*** Opening PASSAGE ***

# LangChain 101: Ruby on Rails for Generative AI

[LangChain](https://langchain.com/) is a popular chatbot and LLM library that efficiently connects many tools. It is known as an easy way to produce chatbots, but is actually much more: an **onramp** to generative AI. LangChain is like [Ruby on Rails](https://en.wikipedia.org/wiki/Ruby_on_Rails) [which powered Web 2.0] for generative artificial intelligence. It has enabled the rapid adoption of LLM technology across the web, startup ecosystem and in the modern enterprise [big companies!].

#### Note: Credit to Ivan Reznikov

This content is indebted to [Ivan Reznikov](https://linkedin.com/in/reznikovivan), who created a [LangChain 101 Course](https://pub.towardsai.net/langchain-101-part-1-building-simple-q-a-app-90d9c4e815f3) that is excellent.

*** Closing PASSAGE ***

** ACTIVITIES **
(a) For the LangChain passage, decide whether each statement agrees with it: (i) LangChain is only a way to produce chatbots; (ii) Ivan Reznikov's LangChain 101 course is called excellent; (iii) Ruby on Rails powered Web 2.0. For each statement, answer yes or no and quote the deciding words.
(b) Copy the part of the LangChain passage word for word, starting with the words containing "[LangChain](https://langchain.com/) is a" and ending with "enterprise [big companies!].".

*** Opening RAW DATA ***

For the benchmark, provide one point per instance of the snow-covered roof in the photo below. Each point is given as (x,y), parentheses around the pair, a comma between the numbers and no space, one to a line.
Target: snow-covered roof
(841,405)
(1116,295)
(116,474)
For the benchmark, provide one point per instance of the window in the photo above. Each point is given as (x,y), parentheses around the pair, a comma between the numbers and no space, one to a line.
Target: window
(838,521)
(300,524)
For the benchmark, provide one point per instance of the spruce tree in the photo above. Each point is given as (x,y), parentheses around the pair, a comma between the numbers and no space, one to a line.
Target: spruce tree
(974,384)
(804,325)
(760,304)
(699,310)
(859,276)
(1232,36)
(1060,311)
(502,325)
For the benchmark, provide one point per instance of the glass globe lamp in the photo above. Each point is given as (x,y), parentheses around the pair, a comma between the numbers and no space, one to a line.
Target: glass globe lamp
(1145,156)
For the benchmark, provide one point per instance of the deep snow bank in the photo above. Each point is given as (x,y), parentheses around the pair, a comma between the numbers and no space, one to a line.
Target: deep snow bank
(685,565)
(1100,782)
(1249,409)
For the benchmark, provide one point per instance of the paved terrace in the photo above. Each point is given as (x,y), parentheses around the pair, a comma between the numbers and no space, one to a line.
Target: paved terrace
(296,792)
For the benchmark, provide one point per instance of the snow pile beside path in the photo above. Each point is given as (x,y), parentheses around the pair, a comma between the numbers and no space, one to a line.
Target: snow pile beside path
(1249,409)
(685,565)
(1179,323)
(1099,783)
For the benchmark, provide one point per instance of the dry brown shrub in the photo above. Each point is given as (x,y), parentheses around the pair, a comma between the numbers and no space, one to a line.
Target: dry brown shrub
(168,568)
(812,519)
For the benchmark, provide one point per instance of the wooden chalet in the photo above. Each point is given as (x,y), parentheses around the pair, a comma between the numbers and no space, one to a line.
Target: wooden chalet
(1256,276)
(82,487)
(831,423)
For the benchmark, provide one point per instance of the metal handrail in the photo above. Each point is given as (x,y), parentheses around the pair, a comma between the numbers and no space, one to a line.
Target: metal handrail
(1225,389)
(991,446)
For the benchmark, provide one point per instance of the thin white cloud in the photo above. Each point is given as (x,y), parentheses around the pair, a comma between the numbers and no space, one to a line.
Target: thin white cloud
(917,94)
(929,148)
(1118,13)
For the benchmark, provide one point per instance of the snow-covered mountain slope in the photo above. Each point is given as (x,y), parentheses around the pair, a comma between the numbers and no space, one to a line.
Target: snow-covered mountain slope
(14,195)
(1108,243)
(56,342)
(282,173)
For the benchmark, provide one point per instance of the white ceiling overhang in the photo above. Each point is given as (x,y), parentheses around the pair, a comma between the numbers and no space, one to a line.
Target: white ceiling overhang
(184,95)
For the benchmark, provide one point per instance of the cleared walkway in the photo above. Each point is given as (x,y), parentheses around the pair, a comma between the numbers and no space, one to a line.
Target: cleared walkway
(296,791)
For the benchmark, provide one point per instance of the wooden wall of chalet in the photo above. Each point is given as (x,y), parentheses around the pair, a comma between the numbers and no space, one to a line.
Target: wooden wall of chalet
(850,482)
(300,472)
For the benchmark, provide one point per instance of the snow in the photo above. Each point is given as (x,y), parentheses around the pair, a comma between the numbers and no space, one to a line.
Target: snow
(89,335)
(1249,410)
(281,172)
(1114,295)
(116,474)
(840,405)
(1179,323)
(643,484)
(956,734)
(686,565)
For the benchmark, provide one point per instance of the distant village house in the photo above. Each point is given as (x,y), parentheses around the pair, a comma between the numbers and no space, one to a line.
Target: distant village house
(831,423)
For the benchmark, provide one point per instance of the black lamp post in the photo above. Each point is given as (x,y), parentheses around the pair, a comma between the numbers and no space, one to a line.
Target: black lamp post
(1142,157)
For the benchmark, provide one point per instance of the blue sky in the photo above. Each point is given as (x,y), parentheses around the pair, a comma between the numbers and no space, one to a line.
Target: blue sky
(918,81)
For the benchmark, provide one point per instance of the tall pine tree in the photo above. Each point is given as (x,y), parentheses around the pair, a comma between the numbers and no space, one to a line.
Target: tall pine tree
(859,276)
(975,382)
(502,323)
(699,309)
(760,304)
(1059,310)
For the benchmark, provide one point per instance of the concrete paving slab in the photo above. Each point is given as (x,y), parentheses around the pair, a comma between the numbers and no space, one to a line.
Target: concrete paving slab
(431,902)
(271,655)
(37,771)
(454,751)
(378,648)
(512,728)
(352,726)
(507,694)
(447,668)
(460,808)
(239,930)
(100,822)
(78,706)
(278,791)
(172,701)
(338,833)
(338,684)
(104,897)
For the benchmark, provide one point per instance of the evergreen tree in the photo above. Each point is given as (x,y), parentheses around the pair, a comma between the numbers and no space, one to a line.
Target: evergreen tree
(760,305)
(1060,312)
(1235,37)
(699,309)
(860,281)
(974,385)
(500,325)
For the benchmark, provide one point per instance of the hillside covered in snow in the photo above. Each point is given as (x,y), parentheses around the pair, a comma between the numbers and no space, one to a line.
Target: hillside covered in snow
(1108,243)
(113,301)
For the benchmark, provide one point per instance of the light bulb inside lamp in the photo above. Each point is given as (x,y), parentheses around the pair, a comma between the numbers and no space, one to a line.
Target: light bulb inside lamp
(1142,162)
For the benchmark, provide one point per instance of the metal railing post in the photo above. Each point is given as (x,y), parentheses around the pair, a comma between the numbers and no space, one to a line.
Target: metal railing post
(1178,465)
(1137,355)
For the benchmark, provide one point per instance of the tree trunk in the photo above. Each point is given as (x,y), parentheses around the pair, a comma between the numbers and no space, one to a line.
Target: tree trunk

*** Closing RAW DATA ***

** OUTPUTS BY TASK **
(a)
(i) No: "It is known as an easy way to produce chatbots, but is actually much more"
(ii) Yes: "that is excellent"
(iii) Yes: "which powered Web 2.0"

(b)
[LangChain](https://langchain.com/) is a popular chatbot and LLM library that efficiently connects many tools. It is known as an easy way to produce chatbots, but is actually much more: an **onramp** to generative AI. LangChain is like [Ruby on Rails](https://en.wikipedia.org/wiki/Ruby_on_Rails) [which powered Web 2.0] for generative artificial intelligence. It has enabled the rapid adoption of LLM technology across the web, startup ecosystem and in the modern enterprise [big companies!].